§ DESCRIPTION OF THE TASK
Beginning with the first entry, restate the data word for word and leave out the images.

::: INPUT DATA

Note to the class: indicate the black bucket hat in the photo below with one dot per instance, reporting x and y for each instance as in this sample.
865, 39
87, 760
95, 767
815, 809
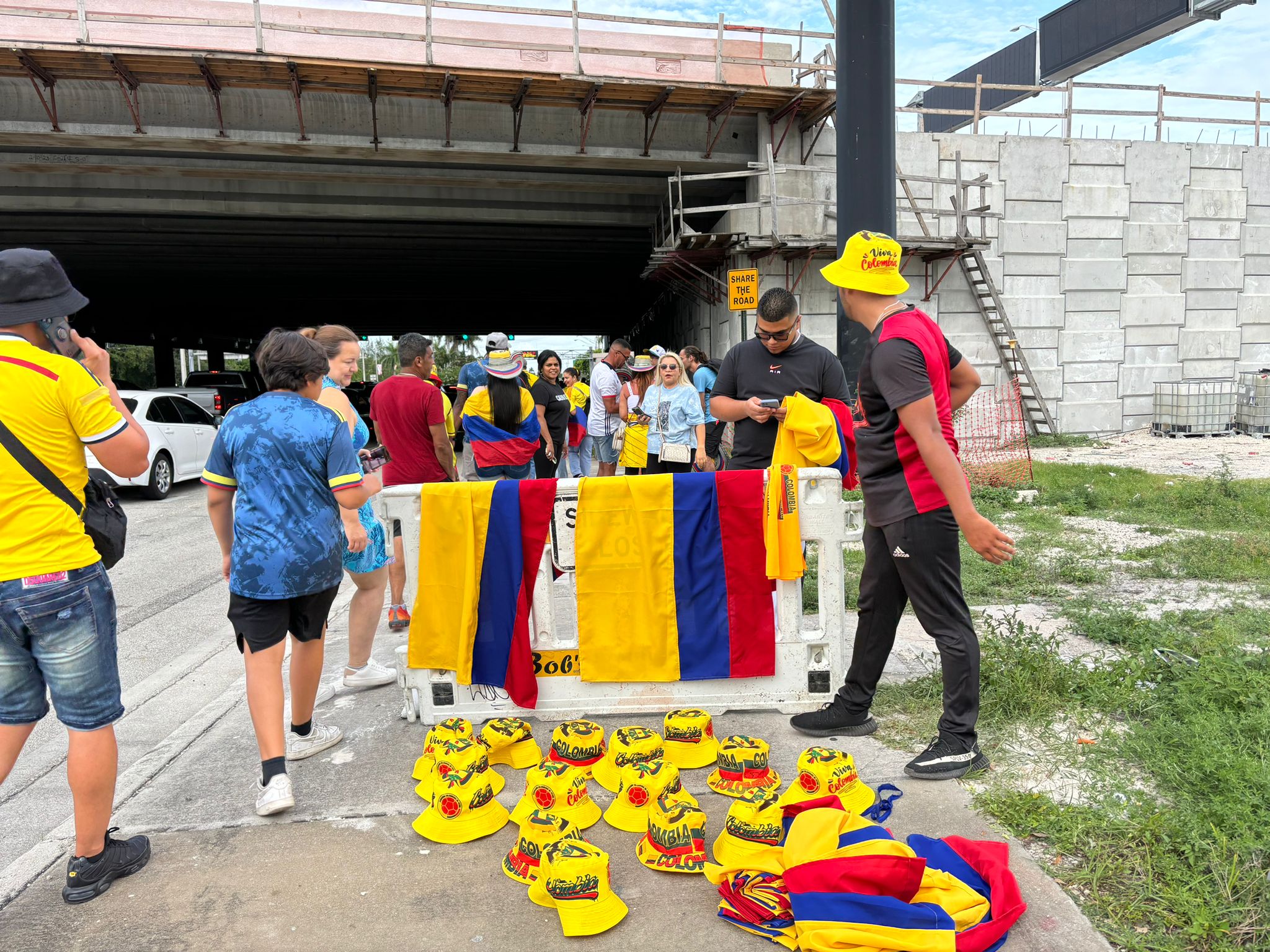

::::::

§ YOUR RESPONSE
Note to the class: indicate the black bucket hat in the photo below with one dot per instance, reporting x and y for each instance as in this sample.
865, 39
87, 760
95, 767
815, 809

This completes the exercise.